Problem =
Copy out the entire listing below word for word, changing nothing.

--- start Records for this task ---

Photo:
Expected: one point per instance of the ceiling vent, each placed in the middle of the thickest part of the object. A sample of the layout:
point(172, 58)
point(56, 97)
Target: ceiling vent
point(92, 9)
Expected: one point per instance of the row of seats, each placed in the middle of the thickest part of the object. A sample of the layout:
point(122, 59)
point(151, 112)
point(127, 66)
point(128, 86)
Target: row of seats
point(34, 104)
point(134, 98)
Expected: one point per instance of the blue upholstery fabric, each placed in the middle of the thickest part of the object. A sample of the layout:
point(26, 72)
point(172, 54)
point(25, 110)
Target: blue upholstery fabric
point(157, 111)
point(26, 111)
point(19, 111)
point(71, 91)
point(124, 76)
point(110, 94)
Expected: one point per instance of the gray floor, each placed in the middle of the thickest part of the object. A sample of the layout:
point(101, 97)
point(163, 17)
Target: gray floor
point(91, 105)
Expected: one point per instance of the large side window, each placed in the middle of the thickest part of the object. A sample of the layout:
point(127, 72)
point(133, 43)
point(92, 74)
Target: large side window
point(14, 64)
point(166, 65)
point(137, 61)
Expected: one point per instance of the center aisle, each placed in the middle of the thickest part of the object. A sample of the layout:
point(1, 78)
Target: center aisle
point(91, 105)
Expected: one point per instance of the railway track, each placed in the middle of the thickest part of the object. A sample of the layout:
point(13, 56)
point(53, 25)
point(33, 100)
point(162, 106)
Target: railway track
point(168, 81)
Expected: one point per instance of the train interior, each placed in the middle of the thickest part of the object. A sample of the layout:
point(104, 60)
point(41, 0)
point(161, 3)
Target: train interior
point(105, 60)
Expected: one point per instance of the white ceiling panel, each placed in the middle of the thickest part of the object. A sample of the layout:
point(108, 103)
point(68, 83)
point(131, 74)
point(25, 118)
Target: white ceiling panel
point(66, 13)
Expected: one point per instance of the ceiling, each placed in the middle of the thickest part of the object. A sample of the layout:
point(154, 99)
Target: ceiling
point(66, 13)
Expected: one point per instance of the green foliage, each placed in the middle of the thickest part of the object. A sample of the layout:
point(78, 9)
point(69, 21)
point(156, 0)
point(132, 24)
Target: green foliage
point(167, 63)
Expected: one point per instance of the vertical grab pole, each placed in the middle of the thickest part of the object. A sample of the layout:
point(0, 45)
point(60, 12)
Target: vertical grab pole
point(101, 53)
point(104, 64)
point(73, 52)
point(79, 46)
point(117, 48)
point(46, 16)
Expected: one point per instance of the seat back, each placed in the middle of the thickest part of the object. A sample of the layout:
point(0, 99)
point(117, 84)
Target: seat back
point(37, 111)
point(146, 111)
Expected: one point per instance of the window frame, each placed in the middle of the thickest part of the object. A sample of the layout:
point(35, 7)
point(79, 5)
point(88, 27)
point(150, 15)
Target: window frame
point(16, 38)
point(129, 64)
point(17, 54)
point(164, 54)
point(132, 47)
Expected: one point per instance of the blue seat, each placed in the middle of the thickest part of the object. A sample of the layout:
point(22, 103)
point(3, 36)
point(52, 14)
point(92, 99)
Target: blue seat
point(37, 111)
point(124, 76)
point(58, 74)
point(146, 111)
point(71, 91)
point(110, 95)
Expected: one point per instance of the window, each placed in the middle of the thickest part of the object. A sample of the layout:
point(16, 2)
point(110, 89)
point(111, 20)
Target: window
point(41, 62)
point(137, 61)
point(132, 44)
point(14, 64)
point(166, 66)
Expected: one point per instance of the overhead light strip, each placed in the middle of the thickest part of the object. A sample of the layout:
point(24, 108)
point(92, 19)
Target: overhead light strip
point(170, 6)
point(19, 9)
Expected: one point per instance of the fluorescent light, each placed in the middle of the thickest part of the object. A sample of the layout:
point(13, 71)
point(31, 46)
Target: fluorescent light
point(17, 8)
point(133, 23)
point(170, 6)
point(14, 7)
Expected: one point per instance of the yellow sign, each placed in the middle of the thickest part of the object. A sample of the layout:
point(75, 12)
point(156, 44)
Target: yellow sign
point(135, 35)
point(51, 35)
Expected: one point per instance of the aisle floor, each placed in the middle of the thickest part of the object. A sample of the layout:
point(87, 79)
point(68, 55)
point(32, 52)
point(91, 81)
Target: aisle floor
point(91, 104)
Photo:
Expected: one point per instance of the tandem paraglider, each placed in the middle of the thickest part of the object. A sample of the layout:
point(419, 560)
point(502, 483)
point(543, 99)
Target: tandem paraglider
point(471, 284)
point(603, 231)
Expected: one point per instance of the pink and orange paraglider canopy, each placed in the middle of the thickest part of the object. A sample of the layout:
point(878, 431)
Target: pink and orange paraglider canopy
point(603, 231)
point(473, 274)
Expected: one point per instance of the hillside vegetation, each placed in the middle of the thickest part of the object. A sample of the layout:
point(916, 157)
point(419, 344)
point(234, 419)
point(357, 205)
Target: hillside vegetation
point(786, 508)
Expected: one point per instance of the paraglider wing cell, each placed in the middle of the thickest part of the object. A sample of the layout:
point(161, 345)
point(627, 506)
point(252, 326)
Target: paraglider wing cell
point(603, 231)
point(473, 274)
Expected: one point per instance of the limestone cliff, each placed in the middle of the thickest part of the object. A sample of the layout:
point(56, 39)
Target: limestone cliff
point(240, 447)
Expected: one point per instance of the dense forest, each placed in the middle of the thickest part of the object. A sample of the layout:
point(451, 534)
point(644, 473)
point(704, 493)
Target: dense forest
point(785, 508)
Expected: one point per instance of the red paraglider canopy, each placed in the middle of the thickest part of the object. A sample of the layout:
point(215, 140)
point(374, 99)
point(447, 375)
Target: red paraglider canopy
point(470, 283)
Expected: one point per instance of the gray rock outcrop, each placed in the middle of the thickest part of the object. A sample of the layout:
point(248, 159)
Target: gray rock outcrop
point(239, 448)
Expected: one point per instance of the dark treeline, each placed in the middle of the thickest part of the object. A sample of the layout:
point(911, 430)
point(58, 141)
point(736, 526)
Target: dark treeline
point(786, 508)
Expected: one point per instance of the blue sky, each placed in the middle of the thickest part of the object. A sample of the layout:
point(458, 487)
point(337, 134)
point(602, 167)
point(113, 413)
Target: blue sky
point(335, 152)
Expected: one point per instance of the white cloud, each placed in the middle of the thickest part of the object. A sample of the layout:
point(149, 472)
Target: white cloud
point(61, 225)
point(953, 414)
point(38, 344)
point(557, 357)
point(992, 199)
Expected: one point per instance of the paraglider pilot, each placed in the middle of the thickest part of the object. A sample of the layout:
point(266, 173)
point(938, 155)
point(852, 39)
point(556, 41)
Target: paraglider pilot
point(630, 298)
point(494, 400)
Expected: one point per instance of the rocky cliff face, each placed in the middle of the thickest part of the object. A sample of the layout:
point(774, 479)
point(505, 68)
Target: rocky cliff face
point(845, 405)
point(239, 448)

--- end Records for this task ---

Solution to the exercise =
Photo:
Expected: one point per instance of the ceiling vent, each placed in the middle of the thickest part of the object. A sample of the layout:
point(172, 58)
point(56, 97)
Target: ceiling vent
point(92, 9)
Expected: one point per instance of the row of seats, each placed in the middle of the thickest part of the object. A sample of the layout:
point(122, 59)
point(151, 112)
point(127, 66)
point(128, 86)
Target: row of seats
point(34, 104)
point(134, 98)
Expected: one point per instance of the blue upholstery fabric, each placed in the middle of the thickest part of the object. A sample of the layout:
point(26, 72)
point(172, 54)
point(25, 110)
Target: blue upholstery fabric
point(157, 111)
point(26, 111)
point(19, 111)
point(71, 91)
point(124, 76)
point(110, 94)
Expected: one point per instance of the gray floor, each placed in the middle of the thickest part of the object. A sample of the layout:
point(101, 97)
point(163, 17)
Target: gray floor
point(91, 105)
Expected: one point per instance of the large side window, each placed in the middle of the thickest part of the object. A sample of the layout:
point(127, 72)
point(133, 43)
point(92, 74)
Target: large side window
point(14, 64)
point(166, 65)
point(137, 61)
Expected: one point per instance of the center aisle, each placed in the middle of the thickest part of the object. A sample of the layout:
point(1, 78)
Target: center aisle
point(91, 105)
Expected: one point per instance of the railway track, each placed in the middle of the thickest part of the object. A sample of the layout:
point(13, 56)
point(53, 25)
point(33, 100)
point(162, 106)
Target: railway track
point(168, 81)
Expected: one point per instance of the train interior, each placed in the middle of the thickest part of the object. A sample of the layout:
point(104, 60)
point(41, 0)
point(161, 3)
Target: train interior
point(105, 60)
Expected: one point per instance of the white ceiling panel, each placed in the middle of the thickest part of the object. A sample of the layout:
point(108, 103)
point(68, 83)
point(131, 74)
point(25, 118)
Target: white ceiling panel
point(66, 13)
Expected: one point per instance of the ceiling, each placed in the middle of the thickest part of the object. A sample of the layout:
point(154, 99)
Target: ceiling
point(66, 13)
Expected: one point per instance of the green foliage, each placed in the middle of the thickest part of the object. A sample of the layout:
point(78, 9)
point(69, 21)
point(156, 0)
point(132, 24)
Target: green foliage
point(167, 63)
Expected: one point per instance of the vertical grab pole, each placed in the middle of the thickest part of the object. A sample of the layout:
point(0, 45)
point(60, 12)
Target: vertical grab pole
point(101, 53)
point(104, 64)
point(73, 52)
point(79, 46)
point(117, 48)
point(46, 16)
Expected: one point per instance of the seat back, each placed in the middle of the thickest part of the object. A sample of the layout:
point(0, 99)
point(117, 84)
Target: seat back
point(37, 111)
point(146, 111)
Expected: one point per instance of the window frame, each placed in the middle of the thickest part of the object. A sample of the layout:
point(35, 7)
point(79, 5)
point(88, 27)
point(150, 15)
Target: window frame
point(16, 38)
point(129, 64)
point(17, 54)
point(164, 54)
point(132, 47)
Expected: one point per instance of the blue seat, each placed in the middle of the thickest part of the object. A sample of the layout:
point(22, 103)
point(3, 36)
point(52, 14)
point(92, 99)
Target: blue seat
point(37, 111)
point(124, 76)
point(58, 74)
point(146, 111)
point(71, 91)
point(110, 95)
Expected: one point per instance of the window, each placed in the middle of the thickest part of the object. A sample of the layout:
point(16, 2)
point(110, 89)
point(111, 20)
Target: window
point(41, 62)
point(137, 61)
point(132, 44)
point(14, 64)
point(166, 66)
Expected: one point per instance of the overhead light strip, each placed in the middle of the thickest part of the object. A sample of the layout:
point(24, 108)
point(92, 19)
Target: overhead light strip
point(170, 6)
point(19, 9)
Expected: one point per instance of the fluorescent light, each placed in the middle of the thickest part of the object. A sample of the layout:
point(13, 71)
point(31, 46)
Target: fluorescent light
point(17, 8)
point(133, 23)
point(170, 6)
point(14, 7)
Expected: one point per instance of the yellow sign, each placed in the middle of the thickest part of the object. A sample of the layout:
point(75, 12)
point(156, 44)
Target: yellow sign
point(135, 35)
point(51, 35)
Expected: one point per instance of the aisle floor, each placed in the middle of the thickest part of the object. A sample of the layout:
point(87, 79)
point(68, 55)
point(32, 52)
point(91, 81)
Target: aisle floor
point(91, 104)
Photo:
Expected: one point per instance of the tandem paraglider, each placed in the middle of the thickest part of the object. A sample of the layout:
point(419, 560)
point(502, 483)
point(543, 99)
Target: tandem paraglider
point(471, 284)
point(603, 231)
Expected: one point per instance of the pink and orange paraglider canopy, each placed in the middle of the thickest part of the object. A sample of the layout:
point(878, 431)
Target: pink and orange paraglider canopy
point(603, 231)
point(473, 274)
Expected: one point per instance of the hillside vegetation, each placed in the middle of the thickest part of the object. A sample of the layout:
point(916, 157)
point(419, 344)
point(234, 419)
point(357, 205)
Target: hillside vegetation
point(786, 508)
Expected: one point per instance of the paraglider wing cell, each placed in the middle of the thickest part of the object. A sample of the layout:
point(161, 345)
point(627, 506)
point(252, 326)
Target: paraglider wing cell
point(603, 231)
point(473, 274)
Expected: one point per instance of the limestone cliff, each placed in the middle of the thickest part of the object. A sample of the layout:
point(56, 39)
Target: limestone cliff
point(240, 447)
Expected: one point per instance of the dense forest, each placed in the middle of the thickest part of the object. A sample of the layout:
point(451, 534)
point(644, 473)
point(704, 493)
Target: dense forest
point(785, 508)
Expected: one point per instance of the red paraglider canopy, each placed in the middle of the thickest part of the object. A sample of the layout:
point(215, 140)
point(374, 99)
point(447, 375)
Target: red paraglider canopy
point(470, 283)
Expected: one point per instance of the gray rock outcrop, each placed in the middle of the thickest part of the object. A sample of the layout:
point(248, 159)
Target: gray rock outcrop
point(239, 448)
Expected: one point per instance of the dark treeline, each placed in the middle of the thickest part of the object. A sample of the layout:
point(911, 430)
point(58, 141)
point(736, 526)
Target: dark treeline
point(786, 508)
Expected: one point per instance of the blue sky, each placed in the middle of the thickest part of the object. A sample of the layout:
point(458, 487)
point(337, 134)
point(602, 167)
point(113, 413)
Target: blue sky
point(335, 152)
Expected: one point per instance of the white cloud, each placed in the middle of the thickest part of the object. A sample of the layout:
point(149, 472)
Target: white cloud
point(61, 225)
point(953, 414)
point(38, 344)
point(557, 357)
point(992, 199)
Expected: one point per instance of the paraglider pilot, each placed in the middle of the thickest part of the object. A sample of the layout:
point(266, 173)
point(938, 155)
point(852, 39)
point(556, 41)
Target: paraglider pilot
point(630, 298)
point(494, 400)
Expected: one point per instance of the rocky cliff face, each placed in the middle of the thickest part of the object. A sample of the layout:
point(774, 479)
point(505, 68)
Target: rocky cliff face
point(845, 405)
point(239, 448)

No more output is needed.